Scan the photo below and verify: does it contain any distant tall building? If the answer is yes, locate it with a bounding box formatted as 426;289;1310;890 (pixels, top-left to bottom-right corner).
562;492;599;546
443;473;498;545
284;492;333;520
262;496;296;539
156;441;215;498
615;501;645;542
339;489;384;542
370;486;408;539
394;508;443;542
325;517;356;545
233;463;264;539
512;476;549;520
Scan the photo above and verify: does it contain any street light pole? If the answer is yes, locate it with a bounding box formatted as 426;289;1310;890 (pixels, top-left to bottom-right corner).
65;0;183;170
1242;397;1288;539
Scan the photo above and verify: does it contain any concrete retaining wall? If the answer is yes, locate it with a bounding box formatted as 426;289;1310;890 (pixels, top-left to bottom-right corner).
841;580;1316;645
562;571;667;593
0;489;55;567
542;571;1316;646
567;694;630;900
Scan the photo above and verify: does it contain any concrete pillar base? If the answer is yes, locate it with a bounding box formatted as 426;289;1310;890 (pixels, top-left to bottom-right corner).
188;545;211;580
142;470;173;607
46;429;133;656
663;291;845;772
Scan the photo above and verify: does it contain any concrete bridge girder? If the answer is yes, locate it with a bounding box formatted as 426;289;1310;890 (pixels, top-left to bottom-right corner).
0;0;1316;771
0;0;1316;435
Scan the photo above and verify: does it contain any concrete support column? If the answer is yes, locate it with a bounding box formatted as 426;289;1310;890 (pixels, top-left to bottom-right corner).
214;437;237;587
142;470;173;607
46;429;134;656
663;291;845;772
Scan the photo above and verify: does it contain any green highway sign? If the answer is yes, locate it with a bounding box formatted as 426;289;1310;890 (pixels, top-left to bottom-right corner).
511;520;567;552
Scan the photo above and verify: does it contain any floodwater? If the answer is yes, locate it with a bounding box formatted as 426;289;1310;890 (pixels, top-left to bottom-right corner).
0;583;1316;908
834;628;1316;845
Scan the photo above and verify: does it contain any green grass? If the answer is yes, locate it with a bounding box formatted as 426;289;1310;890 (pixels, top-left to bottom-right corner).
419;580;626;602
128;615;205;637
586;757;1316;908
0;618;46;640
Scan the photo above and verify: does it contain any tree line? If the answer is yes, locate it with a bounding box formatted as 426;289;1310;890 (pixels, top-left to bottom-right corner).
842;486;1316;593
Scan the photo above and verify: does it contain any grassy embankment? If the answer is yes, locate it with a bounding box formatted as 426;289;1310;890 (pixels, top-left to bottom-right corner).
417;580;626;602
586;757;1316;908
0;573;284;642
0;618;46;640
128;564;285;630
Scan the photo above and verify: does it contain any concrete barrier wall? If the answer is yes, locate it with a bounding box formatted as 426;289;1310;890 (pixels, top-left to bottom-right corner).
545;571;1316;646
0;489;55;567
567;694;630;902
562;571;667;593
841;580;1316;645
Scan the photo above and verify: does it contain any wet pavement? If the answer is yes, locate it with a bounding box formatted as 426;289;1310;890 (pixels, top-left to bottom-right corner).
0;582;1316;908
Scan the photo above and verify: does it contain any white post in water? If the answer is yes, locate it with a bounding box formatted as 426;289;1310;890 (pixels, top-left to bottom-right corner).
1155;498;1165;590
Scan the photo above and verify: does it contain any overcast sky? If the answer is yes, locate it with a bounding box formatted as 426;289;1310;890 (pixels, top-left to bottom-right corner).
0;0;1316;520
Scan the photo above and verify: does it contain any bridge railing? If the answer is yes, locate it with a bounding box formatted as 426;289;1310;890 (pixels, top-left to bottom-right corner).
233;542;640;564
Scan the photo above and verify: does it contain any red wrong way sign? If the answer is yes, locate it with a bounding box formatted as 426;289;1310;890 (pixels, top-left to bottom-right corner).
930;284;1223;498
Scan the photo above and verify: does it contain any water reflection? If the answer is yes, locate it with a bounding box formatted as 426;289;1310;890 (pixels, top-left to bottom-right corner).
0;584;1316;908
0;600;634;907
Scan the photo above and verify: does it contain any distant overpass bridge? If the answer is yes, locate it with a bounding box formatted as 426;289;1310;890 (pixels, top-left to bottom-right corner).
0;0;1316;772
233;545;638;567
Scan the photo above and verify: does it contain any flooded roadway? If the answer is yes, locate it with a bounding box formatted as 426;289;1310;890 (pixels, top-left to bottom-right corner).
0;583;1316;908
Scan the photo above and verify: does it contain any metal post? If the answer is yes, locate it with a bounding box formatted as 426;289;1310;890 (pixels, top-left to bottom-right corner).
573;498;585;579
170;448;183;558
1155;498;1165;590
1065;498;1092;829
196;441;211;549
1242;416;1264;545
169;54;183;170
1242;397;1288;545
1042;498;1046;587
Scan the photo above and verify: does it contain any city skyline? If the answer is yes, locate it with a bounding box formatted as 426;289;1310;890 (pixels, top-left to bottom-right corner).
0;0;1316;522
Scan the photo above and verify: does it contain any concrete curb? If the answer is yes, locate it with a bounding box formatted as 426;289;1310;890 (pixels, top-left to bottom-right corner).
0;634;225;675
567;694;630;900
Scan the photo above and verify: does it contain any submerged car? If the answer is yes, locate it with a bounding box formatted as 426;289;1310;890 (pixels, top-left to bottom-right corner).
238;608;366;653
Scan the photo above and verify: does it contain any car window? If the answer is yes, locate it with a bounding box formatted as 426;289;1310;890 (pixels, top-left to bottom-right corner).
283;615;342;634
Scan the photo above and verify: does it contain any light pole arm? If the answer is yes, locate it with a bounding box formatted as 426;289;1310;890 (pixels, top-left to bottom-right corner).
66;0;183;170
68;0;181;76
+-------+
**Problem**
Copy out all of the material above, replacing every "bounding box" with "rectangle" and keeping everything else the same.

**Solution below**
Scan the photo below and verify: does it contain any distant tall building? If the answer is yes, locate it with a rectangle formatted as 426;289;1310;890 (pixels, top-left to bottom-right corner).
562;492;599;546
443;473;498;545
284;492;333;520
262;496;296;539
156;441;215;498
615;501;645;542
339;489;384;542
370;486;408;539
394;508;443;542
325;517;356;545
233;463;264;539
512;476;549;520
Scan the photo above and verify: does it contain any street light pole? If the answer is yes, locate it with a rectangle formatted as 426;289;1310;890 (pixels, top-left to bottom-right corner).
65;0;183;170
1242;397;1288;539
Scan the photo above and verify: does it contain any concrete retaining wall? If the answer is yes, locate it with a rectangle formatted as 426;289;1310;890 (pixels, top-left to bottom-right corner).
841;580;1316;645
562;571;667;593
0;489;55;567
542;571;1316;646
567;694;630;900
Scan the photo above and verify: does it contain any concrete pillar base? If the answer is yes, locate it with a rectangle formatted as 426;289;1310;890 (pixels, top-left to bottom-right corner).
188;545;211;580
142;470;173;607
46;429;133;656
663;291;845;772
Scan the photo above and verify: does it contain any concrete bridge girder? If the answer is yes, locate it with a rectangle formatted as 426;289;1310;890 (pixels, top-left to bottom-right corner).
0;0;1316;771
0;0;1316;435
Scan the photo above and verify: does it contain any concrete support column? If the answer is yes, locate it with a rectangle formatted as 426;289;1310;890 (pixels, top-left to bottom-right corner).
214;437;237;587
142;470;173;607
46;429;134;656
663;291;845;772
Scan the photo above and verify: does it contain any green highway sign? If the answer is yes, locate it with a rectangle formatted as 426;289;1310;890 (pixels, top-left to bottom-right corner).
511;520;567;552
Scan the photo above and verify: does it contain any floodwater? If the answer is yes, locate it with a rectangle formatted as 426;289;1310;890 (pixels, top-left to bottom-right corner).
0;583;1316;908
834;628;1316;845
Scan the photo above and verify: does it contain any green grass? If the answer is yes, locate it with a rectangle formatted as 426;289;1310;890 (pixels, top-left to bottom-right corner).
419;580;626;602
128;615;205;637
586;757;1316;908
0;618;46;640
Scan the photo above and verify: does it contain any tree line? If the answer is yes, locate it with a rectangle formatted as 426;289;1310;890 (pixels, top-left to bottom-right corner).
842;486;1316;593
Scan the photo above and verify: does it contain any grassy embankment? If the answer is yes, locate it with a rectangle formatted as 426;289;1310;890 (pixels, top-left to bottom-right corner).
417;580;626;602
586;757;1316;908
0;573;284;642
0;618;46;640
128;564;285;630
Scan the photo above and verify: does it contain any concrete barrier wall? If the answer is yes, locate it with a rectangle formatted as 426;289;1310;890 (pixels, top-left to bottom-right corner).
545;571;1316;646
0;489;55;567
567;694;630;902
562;571;667;593
841;580;1316;645
Scan the photo above and verify: does it contain any wet pavement? If the answer is yes, locate it with a rectangle formatted as 426;289;1310;890 (pixels, top-left to bottom-right corner).
0;582;1316;908
Scan the photo above and verify: does it contain any white post in water? If the answer is yes, locate it with a rectangle formatted as 426;289;1310;890 (pixels, top-left to bottom-right corner).
1155;498;1165;590
Scan the photo above and verify: does it contain any overcast sky? If the answer is yes, locate it with a rectangle formatted as 426;289;1310;890 (pixels, top-left to bottom-right corner).
0;0;1316;520
Scan the photo above and verify: does it contain any bridge railing? If the answer is yes, locate it with a rectangle formatted as 426;289;1310;890 (pixels, top-left to bottom-right corner).
233;542;640;564
Scan the photo above and verify: does it contain any red wrong way sign? If the answer is yes, locate it with a rectangle formatted as 426;289;1310;890 (pixels, top-left to bottom-right corner).
930;284;1223;498
Scan the photo above and verify: does it contain any water reflection? If the answer is yes, locate it with a rectangle formatted as 426;289;1310;890 (pixels, top-left to bottom-right corner).
0;584;1316;908
0;600;634;907
Scan the photo above and verify: does it contain any distant overpass bridge? If the answer is yes, locate it with a rectangle formatted as 426;289;1310;890 (pixels, top-left to bottom-right corner).
0;0;1316;772
233;545;638;567
Scan the photo above and verify: does it contain any flooded roadway? If the answer is yes, locate it with a rectangle formatted as 426;289;1310;890 (pixels, top-left to bottom-right corner).
0;583;1316;908
Scan the photo above and verify: does it contain any metal post? If the answer is yes, locate it with a rectangle formatted as 426;289;1310;890 (pixels, top-left to bottom-right corner).
573;498;585;579
170;448;183;558
1155;498;1165;590
1065;498;1092;829
196;441;211;549
1242;416;1264;545
169;54;183;170
1242;397;1288;545
1042;498;1046;587
Scan the photo above and verify: does it contain any city skyline? If the answer is yes, locate it with a rectangle formatted as 426;289;1310;890 (pixels, top-left to bottom-right corner).
0;0;1316;522
Scan the photo above and verify: does it contain any concrete curb? If the answer is yes, locate it with a rectangle formatted as 426;289;1310;890 (pixels, top-left to bottom-right corner).
0;634;225;675
567;694;630;900
Scan the photo above and verify: does it contain any submerged car? If the answer is yes, locate it with a rectangle formatted as 426;289;1310;890 (pixels, top-left to bottom-right corner).
238;608;366;653
Scan the photo above and verify: does it contain any car window? If the answer is yes, locate it with a rectangle formatted as 426;289;1310;890 (pixels, top-left to bottom-right corner).
283;615;342;634
Scan the photo above and verify: does it contain any light pole arm? If the answer is yes, locate it with a rectangle formatted as 426;289;1310;890 (pixels, top-left to bottom-right corner).
66;0;183;170
68;0;181;76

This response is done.